**Reading passage**
* * * *

Much of this discussion relates to peoples interpretation and definition of what wave particle duality is. In response to a question I posed earlier in this thread Nugatory replied; "There is no rigorous definition" and that, I think, illustrates the problem.

There is no rigorous definition. When someone who knows what they're talking about uses the term "wave-particle duality", they're generally making an informal reference to some position measurement - a particle is something with a reasonably well-known position. However, the phrase is pretty much meaningless when taken out of context.

It seems that a lot of people here are theoreticians and professionals and it seems that their take on duality relates to the theory used in an attempt to explain the observations. My take on duality relates not to the theory but to the observations themselves: to the experiments and the results obtained when carrying out their experiments. And when I do google searches it seems I'm not on my own.

I came across loads of things with a quick search this morning and I'll mention just one of them, a publication in Letters to Nature entitled "Wave Particle Duality" of C60 molecules. The paper is co authored by Zeilinger, a Mr Big in the world of quantum optics. From what I've gathered so far C60 molecules display many characteristics of classical particles but can also display interference.

 

[Dadface]

I thought it might be useful for some to see one situation where 'wave-particle' duality arises. I think it's useful to remind ourselves why the idea ever arose in the first place. I'm going to imagine a world in which we can perform perfect experiments and I'm going to be a little bit cavalier with language in an attempt to get the basic ideas across. For this I hope I can be forgiven.

We're going to imagine that we have something we're going to call a 'single-photon source' that spits out these (hypothetical) photons at the rate of 1 every second. We've done experiments on this source and, sure enough, if we put a detector at the output we see that we get a 'click' every second. Furthermore, we don't seem to ever be able to generate 'half a click'. So we feel justified in thinking that we have some source that is producing little blobs of energy that can't be divided.

Now it's perfectly possible to construct a theory in which the supposed photons are just classical fields and the discrete clicks occur because of quantum 'stuff' in the atoms of the photodetector. Whilst this works OK for a source feeding directly into the detector, it's not really all that good when we put beamsplitters in there. Classical fields behave in a certain way at beamsplitters - for a 50:50 splitter, half of the field goes one way and half the other way. So let's see why we might think we actually have 'particles' we call photons.

* * * *

Stored data entries:
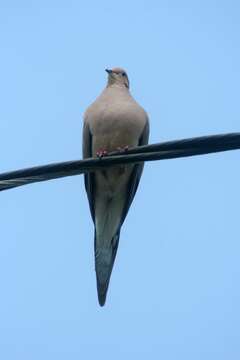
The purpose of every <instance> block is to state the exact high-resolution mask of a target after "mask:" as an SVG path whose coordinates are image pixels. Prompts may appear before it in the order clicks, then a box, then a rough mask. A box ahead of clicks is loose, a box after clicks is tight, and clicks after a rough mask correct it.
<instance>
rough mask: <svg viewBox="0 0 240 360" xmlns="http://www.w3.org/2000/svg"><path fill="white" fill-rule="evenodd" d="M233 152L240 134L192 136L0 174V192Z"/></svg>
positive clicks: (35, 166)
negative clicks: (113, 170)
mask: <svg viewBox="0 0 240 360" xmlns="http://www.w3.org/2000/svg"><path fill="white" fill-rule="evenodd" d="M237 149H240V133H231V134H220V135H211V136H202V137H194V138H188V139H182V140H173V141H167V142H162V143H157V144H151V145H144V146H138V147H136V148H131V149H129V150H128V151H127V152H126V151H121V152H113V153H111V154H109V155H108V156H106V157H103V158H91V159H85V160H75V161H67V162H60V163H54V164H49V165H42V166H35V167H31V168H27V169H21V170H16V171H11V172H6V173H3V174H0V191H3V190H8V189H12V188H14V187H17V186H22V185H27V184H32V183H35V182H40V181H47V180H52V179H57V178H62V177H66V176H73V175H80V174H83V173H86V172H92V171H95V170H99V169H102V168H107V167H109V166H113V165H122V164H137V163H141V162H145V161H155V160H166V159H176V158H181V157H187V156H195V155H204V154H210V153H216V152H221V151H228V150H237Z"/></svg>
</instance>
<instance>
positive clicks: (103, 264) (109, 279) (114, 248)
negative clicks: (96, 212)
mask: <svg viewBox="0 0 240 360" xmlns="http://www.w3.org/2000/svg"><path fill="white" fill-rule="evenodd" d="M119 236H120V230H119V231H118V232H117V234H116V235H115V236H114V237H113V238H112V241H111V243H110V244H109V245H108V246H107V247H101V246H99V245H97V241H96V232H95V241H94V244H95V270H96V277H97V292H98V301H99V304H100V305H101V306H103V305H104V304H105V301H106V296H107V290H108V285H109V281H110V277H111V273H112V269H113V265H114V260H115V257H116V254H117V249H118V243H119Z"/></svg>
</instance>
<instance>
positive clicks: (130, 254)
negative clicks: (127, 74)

* * * *

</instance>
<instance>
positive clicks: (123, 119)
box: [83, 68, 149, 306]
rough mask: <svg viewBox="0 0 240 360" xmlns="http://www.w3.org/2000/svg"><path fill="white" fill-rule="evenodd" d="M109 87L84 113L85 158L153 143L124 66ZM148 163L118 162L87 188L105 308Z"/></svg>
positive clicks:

* * * *

**Directions**
#1 Output the part of the wave-particle duality thread from "We're going to imagine" up to and including "can't be divided.".
#2 In the wave-particle duality thread, at what rate does the hypothetical single-photon source emit photons?
#3 Take the wave-particle duality thread further, starting right after its last sentence.

**Per-task answers**
#1
We're going to imagine that we have something we're going to call a 'single-photon source' that spits out these (hypothetical) photons at the rate of 1 every second. We've done experiments on this source and, sure enough, if we put a detector at the output we see that we get a 'click' every second. Furthermore, we don't seem to ever be able to generate 'half a click'. So we feel justified in thinking that we have some source that is producing little blobs of energy that can't be divided.

#2 One photon every second.

#3
View attachment 205440
Let's look at experiment 1 here. We fire our single photons into the BS (we assume 50:50). We find that one of the detectors, at random, clicks every second, but never both. That's very hard to explain if we had a classical EM field going in there - we'd get 'half' of the field going to detector A and half going to detector B. If 'half' of a field is sufficient to fire a detection event, why do we never see both detectors fire? Furthermore, we find that all of the energy ends up at one detector - so if something was going on both paths the energy only arrives at one place or t'other. Echoes of non-locality here.

But there is a neat explanation for experiment 1. Suppose we really did have these indivisible blobs we call particles - then if the particle goes one way or the other, at random, at the beamsplitter we'd get exactly the observed behaviour. So at this point we feel fairly confident, armed with such a neat and simple explanation, that we have particles.

But now we do experiment 2. We bring the outputs from the first BS and feed them into a second BS. Based on our interpretation of experiment 1 we'd expect that we're going to get exactly the same behaviour at detectors C and D - one or other will fire at random, but never both.

But suppose we put a phase modulator in the output arms from the first BS. Now what do we find? We find that we can find settings such that detector C fires every second, or detector D fires every second - in other words we have a switch. This depends on the $relative$ setting of the modulators. How can this be? Haven't we already established that we have something going one way, and nothing the other? So one modulator acts on something, but what is the other modulator acting on? So clearly $something$ must be going on both paths. This is just the interference we'd expect from classical waves so problem solved! It's a classical wave after all.

But hang on - now we can't explain the properties of experiment 1. So we're left with a dilemma. Particles explain experiment 1 very nicely, but fail at explaining experiment 2. Waves explain experiment 2 very nicely, but can't explain experiment 1. Therein lies our problem. Do we have 'waves' or 'particles'?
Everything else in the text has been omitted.